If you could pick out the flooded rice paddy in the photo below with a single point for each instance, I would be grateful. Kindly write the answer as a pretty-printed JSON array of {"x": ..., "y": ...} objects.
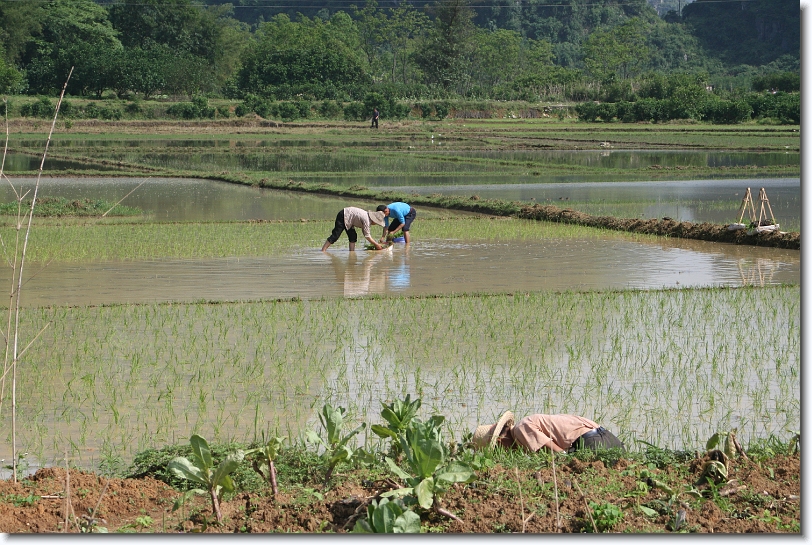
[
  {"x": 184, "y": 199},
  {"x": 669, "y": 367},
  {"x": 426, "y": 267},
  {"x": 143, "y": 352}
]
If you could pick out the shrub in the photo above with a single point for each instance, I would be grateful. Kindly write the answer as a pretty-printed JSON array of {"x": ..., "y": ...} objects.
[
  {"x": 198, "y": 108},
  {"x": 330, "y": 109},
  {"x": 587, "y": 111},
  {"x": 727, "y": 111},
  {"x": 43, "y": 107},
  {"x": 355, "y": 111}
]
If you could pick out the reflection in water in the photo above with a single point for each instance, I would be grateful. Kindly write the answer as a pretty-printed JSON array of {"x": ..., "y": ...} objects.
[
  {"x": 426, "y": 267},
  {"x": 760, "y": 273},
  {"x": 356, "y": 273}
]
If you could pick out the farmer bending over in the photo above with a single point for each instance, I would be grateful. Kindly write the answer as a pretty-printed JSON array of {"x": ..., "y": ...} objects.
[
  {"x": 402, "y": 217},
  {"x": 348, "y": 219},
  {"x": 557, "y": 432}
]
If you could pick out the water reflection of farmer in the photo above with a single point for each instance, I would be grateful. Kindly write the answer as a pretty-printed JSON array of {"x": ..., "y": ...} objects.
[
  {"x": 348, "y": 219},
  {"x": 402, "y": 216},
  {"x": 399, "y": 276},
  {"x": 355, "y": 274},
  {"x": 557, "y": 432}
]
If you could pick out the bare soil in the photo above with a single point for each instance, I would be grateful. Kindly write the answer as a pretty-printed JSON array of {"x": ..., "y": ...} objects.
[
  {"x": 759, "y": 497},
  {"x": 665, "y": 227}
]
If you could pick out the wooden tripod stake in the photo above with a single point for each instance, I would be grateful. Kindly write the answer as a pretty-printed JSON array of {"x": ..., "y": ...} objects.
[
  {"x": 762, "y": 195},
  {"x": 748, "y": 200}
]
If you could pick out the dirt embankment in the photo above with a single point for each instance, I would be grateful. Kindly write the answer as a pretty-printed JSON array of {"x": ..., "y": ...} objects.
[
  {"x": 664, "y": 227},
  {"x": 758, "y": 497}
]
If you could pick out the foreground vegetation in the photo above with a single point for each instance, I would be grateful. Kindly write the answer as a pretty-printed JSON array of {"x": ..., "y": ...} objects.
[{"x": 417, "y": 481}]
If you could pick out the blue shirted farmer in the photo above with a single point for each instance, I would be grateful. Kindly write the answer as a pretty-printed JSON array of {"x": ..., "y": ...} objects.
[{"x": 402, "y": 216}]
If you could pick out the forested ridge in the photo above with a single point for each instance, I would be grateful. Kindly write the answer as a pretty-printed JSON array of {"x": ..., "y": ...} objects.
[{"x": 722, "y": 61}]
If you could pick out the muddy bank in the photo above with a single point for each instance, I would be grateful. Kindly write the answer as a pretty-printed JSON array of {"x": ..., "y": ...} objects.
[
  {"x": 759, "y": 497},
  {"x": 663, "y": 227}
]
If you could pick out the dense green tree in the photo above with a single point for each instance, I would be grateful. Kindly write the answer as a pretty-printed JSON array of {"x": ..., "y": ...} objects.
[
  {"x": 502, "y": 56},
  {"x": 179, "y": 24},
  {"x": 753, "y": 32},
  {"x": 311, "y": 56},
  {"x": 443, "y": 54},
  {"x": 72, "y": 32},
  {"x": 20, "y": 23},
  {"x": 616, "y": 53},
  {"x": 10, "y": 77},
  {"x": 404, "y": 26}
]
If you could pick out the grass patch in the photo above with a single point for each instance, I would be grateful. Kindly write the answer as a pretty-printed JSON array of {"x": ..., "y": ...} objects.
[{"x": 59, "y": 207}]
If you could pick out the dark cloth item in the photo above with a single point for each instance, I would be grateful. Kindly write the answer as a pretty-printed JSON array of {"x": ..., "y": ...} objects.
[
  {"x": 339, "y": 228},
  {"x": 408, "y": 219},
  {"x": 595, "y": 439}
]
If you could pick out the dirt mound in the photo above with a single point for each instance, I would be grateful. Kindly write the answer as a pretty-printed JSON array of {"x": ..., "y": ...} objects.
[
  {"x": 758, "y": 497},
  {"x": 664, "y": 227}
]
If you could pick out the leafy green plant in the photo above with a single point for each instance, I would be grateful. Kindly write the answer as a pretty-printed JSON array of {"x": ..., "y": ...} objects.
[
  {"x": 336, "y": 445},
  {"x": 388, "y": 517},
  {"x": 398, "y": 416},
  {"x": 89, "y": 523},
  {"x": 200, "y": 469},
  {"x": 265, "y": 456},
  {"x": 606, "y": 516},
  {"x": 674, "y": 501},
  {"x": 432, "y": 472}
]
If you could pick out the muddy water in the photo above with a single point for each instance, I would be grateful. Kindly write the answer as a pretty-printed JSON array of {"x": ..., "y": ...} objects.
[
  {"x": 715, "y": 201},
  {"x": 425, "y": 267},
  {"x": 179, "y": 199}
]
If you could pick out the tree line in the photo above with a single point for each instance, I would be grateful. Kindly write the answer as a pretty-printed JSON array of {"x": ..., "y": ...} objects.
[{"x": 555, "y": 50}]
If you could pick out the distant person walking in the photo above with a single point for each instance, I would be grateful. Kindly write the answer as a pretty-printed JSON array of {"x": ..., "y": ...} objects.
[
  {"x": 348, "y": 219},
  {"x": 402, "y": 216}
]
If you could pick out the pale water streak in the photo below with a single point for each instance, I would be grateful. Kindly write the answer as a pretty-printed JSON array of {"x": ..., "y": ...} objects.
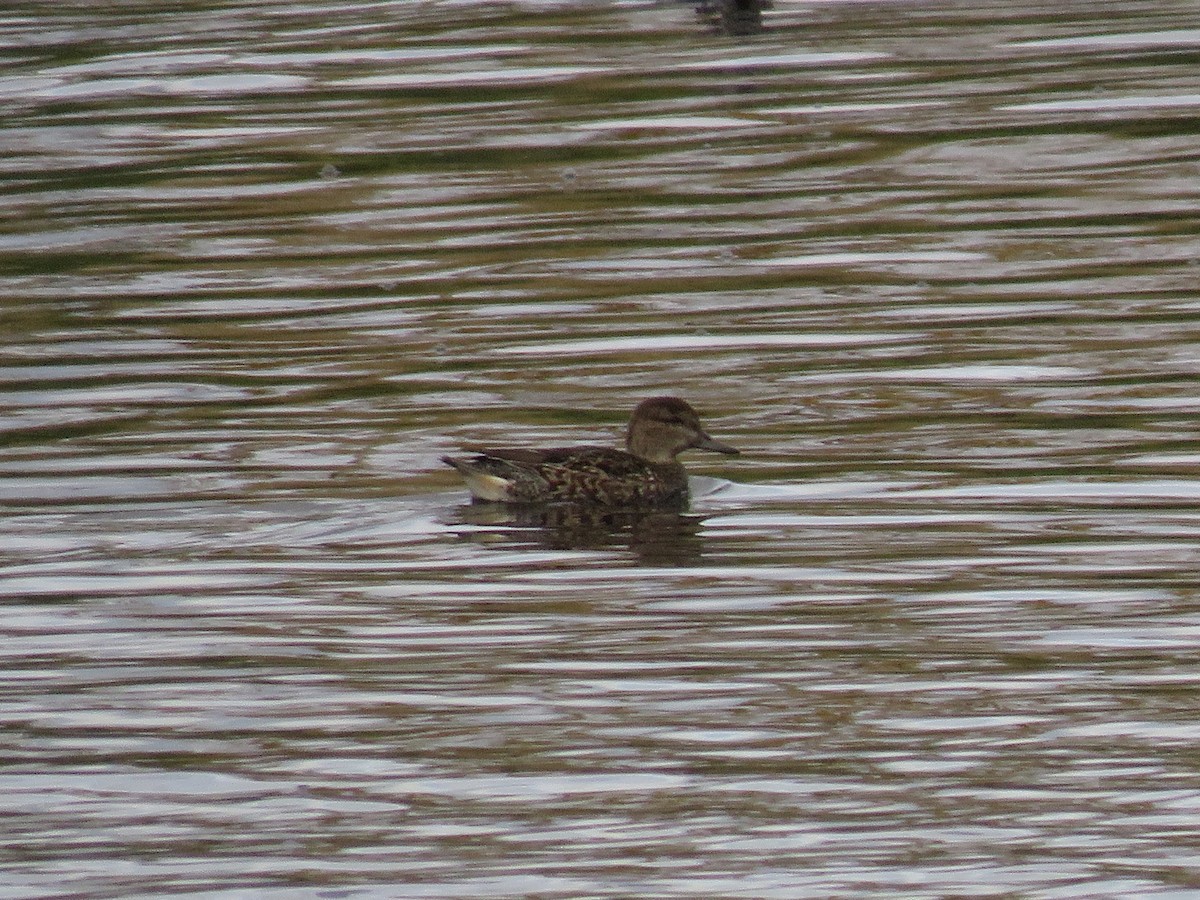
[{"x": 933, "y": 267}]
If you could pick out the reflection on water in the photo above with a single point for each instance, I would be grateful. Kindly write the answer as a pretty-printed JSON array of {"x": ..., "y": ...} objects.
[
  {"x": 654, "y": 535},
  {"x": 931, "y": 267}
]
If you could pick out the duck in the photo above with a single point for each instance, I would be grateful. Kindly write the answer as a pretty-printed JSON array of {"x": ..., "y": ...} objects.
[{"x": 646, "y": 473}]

## What the exercise asks
Quote everything in the listing above exactly; pictures are the only thing to omit.

## Response
If you could pick out the flooded rice paddy in the photo below with a single point for each instance, I would be grateful. Kindly write the answer as a pretty-printed JSON array of {"x": ..., "y": ...} objects.
[
  {"x": 184, "y": 199},
  {"x": 669, "y": 367},
  {"x": 426, "y": 267},
  {"x": 143, "y": 352}
]
If you could pick out the shrub in the photo above with a single point for each instance, I would be grateful. Kindly write the answer as a pretty-printed JSON array of {"x": ..., "y": ...} objects.
[
  {"x": 198, "y": 108},
  {"x": 330, "y": 109},
  {"x": 587, "y": 111},
  {"x": 727, "y": 111},
  {"x": 43, "y": 107},
  {"x": 355, "y": 111}
]
If you could pick out the reflection in water in the photo above with a single point for each instance, I would be grateful. Kindly write the answer as a pretty-printed JSON array of {"x": ..., "y": ...} objects.
[
  {"x": 426, "y": 267},
  {"x": 760, "y": 273},
  {"x": 356, "y": 273}
]
If you could pick out the farmer bending over in the photo above with a single point for each instance, I would be grateful. Kindly write the answer as a pretty-printed JSON array of {"x": ..., "y": ...} objects.
[
  {"x": 402, "y": 217},
  {"x": 348, "y": 219},
  {"x": 557, "y": 432}
]
If you could pick out the water reflection of farmer in the photo above with a single point for each instance, I would be grateful. Kindly write the answer as a pretty-printed JSON array of {"x": ..., "y": ...} objects.
[
  {"x": 348, "y": 219},
  {"x": 402, "y": 216},
  {"x": 399, "y": 276},
  {"x": 355, "y": 274},
  {"x": 557, "y": 432}
]
If you could pick out the bare soil in the photo above with a single point for each instance, I would be grateful. Kindly write the answer as a pretty-printed JSON array of {"x": ..., "y": ...} objects.
[
  {"x": 759, "y": 497},
  {"x": 665, "y": 227}
]
If you could pick out the wooden tripod stake in the photo above with a single point for each instance, I would be grateful. Kindly write the answer as a pretty-printed JSON array of {"x": ..., "y": ...} objects.
[
  {"x": 762, "y": 195},
  {"x": 748, "y": 200}
]
If you could pick out the dirt embankment in the photo above with a single point for each instance, I would be grateful. Kindly write the answer as a pretty-printed JSON array of {"x": ..., "y": ...} objects.
[
  {"x": 664, "y": 227},
  {"x": 758, "y": 497}
]
If you could pick out the foreground vegetation in the photo above with a single point for each instance, I would be grateful. Kindly write the answer as a pretty-printed JSON array of {"x": ..., "y": ...} objects.
[{"x": 417, "y": 481}]
If you could pick out the blue shirted farmer in the photo above with a single point for each instance, I would be grateful. Kindly write the answer as a pretty-printed JSON array of {"x": ..., "y": ...} objects.
[{"x": 402, "y": 216}]
If you could pick out the forested ridge in the photo above with a single point for each instance, I would be grateful. Kindly write the answer as a pretty-printed JSON array of {"x": ..., "y": ...} objects.
[{"x": 722, "y": 61}]
If you could pick out the muddy bank in the photo above with a single point for each instance, I would be grateful. Kindly write the answer as a pretty-printed JSON array of {"x": ..., "y": ...} objects.
[
  {"x": 759, "y": 497},
  {"x": 663, "y": 227}
]
If you could pick out the dense green tree in the photo above with a single point for each instance, I would be grateful. Kindly write the answer as a pretty-printed JSON array of {"x": ..., "y": ...} objects.
[
  {"x": 502, "y": 56},
  {"x": 179, "y": 24},
  {"x": 753, "y": 32},
  {"x": 311, "y": 56},
  {"x": 443, "y": 54},
  {"x": 72, "y": 32},
  {"x": 20, "y": 23},
  {"x": 616, "y": 53},
  {"x": 10, "y": 77},
  {"x": 404, "y": 26}
]
If you could pick out the grass patch in the photo above with a single point for each instance, I would be grateful. Kindly write the answer as a pretty-printed JSON array of {"x": ..., "y": ...} objects.
[{"x": 59, "y": 207}]
If you could pick out the dark cloth item in the photo above with a single point for each instance, I would be grateful. Kindly write the answer as a pretty-printed JSON array of {"x": ..., "y": ...} objects.
[
  {"x": 339, "y": 228},
  {"x": 408, "y": 219},
  {"x": 595, "y": 439}
]
If you could pick out the dirt mound in the photo above with a single point for each instance, I would be grateful. Kindly write the answer as a pretty-printed JSON array of {"x": ..., "y": ...} objects.
[
  {"x": 758, "y": 497},
  {"x": 664, "y": 227}
]
If you could pick out the leafy green plant in the photo above with a single point for each instance, I would be grateful. Kindly write the answer as a pretty-printed JSON array of {"x": ..., "y": ...} objects.
[
  {"x": 336, "y": 445},
  {"x": 388, "y": 517},
  {"x": 398, "y": 416},
  {"x": 89, "y": 523},
  {"x": 200, "y": 469},
  {"x": 265, "y": 456},
  {"x": 606, "y": 516},
  {"x": 674, "y": 501},
  {"x": 432, "y": 472}
]
If you could pick out the muddy water in the photo above with a single point for each instance, I would be grateful. Kindly write the answer as a pretty-printed JSON array of {"x": ..., "y": ...} objects.
[
  {"x": 715, "y": 201},
  {"x": 425, "y": 267},
  {"x": 179, "y": 199}
]
If you could pick out the tree line in the photo above with a single point for each instance, I would be grateful. Kindly write the answer as a pretty-printed JSON array of {"x": ..., "y": ...} objects.
[{"x": 555, "y": 50}]
If you could pick out the distant person walking in the photo above with a single point for each instance, I would be grateful. Kindly write the answer as a pretty-printed JSON array of {"x": ..., "y": ...} objects.
[
  {"x": 348, "y": 219},
  {"x": 402, "y": 216}
]
If you could pick out the pale water streak in the photo below with a single point for each instance, I would be grateful. Kindly write the answer as a pretty-printed JSON array of {"x": ..., "y": ...} objects.
[{"x": 933, "y": 267}]
If you could pick out the reflection on water in the photo above with a single point for each instance, I would be grateful. Kindly write the answer as a pretty-printed JSON array of {"x": ..., "y": ...} objects.
[
  {"x": 654, "y": 535},
  {"x": 931, "y": 267}
]
If you could pick out the duck in the photo above with a single point for each instance, I would be grateful. Kindly write the answer as a pretty-printed JSON array of {"x": ..., "y": ...} objects.
[{"x": 646, "y": 473}]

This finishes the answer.